A feedforward neural network is an artificial neural network in which information flows in a single direction – inputs are multiplied by weights to obtain outputs (inputs-to-output). It contrasts with a recurrent neural network, in which loops allow information from later processing stages to feed back to earlier stages. Feedforward multiplication is essential for backpropagation, because feedback, where the outputs feed back to the very same inputs and modify them, forms an infinite loop which is not possible to differentiate through backpropagation. This nomenclature appears to be a point of confusion between some computer scientists and scientists in other fields studying brain networks.

Simplified example of training a feedforward neural network in object detection: The network is trained by multiple images known to depict starfish and sea urchins, which are correlated with "nodes" representing visual features. Starfish match with a ringed texture and star outline, whereas most sea urchins match with a striped texture and oval shape.
The resulting model contains weighted associations between visual features and output categories. Because one training image depicts a ring-textured sea urchin, the model also develops a weak association between ringed texture and sea urchin.

Provided data =>
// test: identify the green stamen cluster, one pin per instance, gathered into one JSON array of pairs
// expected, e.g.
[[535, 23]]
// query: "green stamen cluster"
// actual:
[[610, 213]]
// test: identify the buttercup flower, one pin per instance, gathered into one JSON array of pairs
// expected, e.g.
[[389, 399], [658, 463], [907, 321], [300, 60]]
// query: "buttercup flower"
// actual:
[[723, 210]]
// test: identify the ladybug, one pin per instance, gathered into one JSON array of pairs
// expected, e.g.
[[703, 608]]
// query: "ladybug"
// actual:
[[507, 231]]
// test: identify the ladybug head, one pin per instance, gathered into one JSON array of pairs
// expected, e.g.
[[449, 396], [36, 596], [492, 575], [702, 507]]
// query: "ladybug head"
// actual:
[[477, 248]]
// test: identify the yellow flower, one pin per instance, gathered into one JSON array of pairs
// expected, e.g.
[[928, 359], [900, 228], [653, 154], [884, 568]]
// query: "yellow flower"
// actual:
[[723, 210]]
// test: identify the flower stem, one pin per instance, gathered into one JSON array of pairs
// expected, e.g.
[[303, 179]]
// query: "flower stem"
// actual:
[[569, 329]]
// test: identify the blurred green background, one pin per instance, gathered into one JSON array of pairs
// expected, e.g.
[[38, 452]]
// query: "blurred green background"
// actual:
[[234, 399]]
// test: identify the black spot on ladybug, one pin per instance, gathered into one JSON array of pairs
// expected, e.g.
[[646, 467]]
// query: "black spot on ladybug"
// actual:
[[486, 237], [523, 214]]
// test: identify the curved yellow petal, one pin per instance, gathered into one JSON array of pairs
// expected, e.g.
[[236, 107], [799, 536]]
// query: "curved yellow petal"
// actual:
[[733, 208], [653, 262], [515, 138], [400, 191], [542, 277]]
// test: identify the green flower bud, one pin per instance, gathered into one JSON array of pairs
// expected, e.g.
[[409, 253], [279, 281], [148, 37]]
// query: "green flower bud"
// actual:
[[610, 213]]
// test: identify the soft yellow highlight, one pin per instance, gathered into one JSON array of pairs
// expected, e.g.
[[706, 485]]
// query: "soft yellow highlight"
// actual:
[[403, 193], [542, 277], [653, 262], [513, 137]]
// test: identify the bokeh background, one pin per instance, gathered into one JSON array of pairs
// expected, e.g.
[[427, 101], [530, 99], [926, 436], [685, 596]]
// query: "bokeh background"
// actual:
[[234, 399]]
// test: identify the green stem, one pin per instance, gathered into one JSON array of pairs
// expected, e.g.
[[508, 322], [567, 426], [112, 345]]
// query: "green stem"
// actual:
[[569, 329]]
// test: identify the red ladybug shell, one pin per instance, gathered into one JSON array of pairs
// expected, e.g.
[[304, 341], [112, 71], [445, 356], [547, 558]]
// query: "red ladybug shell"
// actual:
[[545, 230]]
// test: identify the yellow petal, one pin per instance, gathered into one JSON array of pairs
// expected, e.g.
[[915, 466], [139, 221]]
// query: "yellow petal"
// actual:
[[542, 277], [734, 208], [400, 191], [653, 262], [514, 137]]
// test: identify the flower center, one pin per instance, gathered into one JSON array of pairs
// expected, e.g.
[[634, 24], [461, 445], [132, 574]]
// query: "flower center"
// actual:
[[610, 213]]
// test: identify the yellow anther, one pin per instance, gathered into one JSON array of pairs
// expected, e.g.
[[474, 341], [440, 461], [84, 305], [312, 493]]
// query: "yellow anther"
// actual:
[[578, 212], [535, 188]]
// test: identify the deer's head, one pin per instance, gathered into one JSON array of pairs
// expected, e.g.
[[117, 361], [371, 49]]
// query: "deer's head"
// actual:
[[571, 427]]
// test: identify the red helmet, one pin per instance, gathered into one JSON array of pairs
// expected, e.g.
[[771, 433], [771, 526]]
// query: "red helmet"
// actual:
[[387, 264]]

Exercise set =>
a: Swap "oval shape" for "round shape" and give the part of the feedforward network passage that opens with the words containing "Simplified example of" and closes with "and sea urchin.".
b: Do these statements agree with the feedforward network passage? Answer yes or no for each, and quote the deciding words.
(i) In a recurrent neural network, loops let information from later processing stages feed back to earlier stages.
(ii) In the object detection example, most sea urchins match with a ringed texture and star outline.
(iii) The trained model develops a strong association between ringed texture and sea urchin.
The rows are separate material and are not part of the feedforward network passage.

Results for the exercise =>
a:
Simplified example of training a feedforward neural network in object detection: The network is trained by multiple images known to depict starfish and sea urchins, which are correlated with "nodes" representing visual features. Starfish match with a ringed texture and star outline, whereas most sea urchins match with a striped texture and round shape.
The resulting model contains weighted associations between visual features and output categories. Because one training image depicts a ring-textured sea urchin, the model also develops a weak association between ringed texture and sea urchin.

b:
(i) Yes: "in which loops allow information from later processing stages to feed back to earlier stages"
(ii) No: "most sea urchins match with a striped texture and oval shape"
(iii) No: "the model also develops a weak association between ringed texture and sea urchin"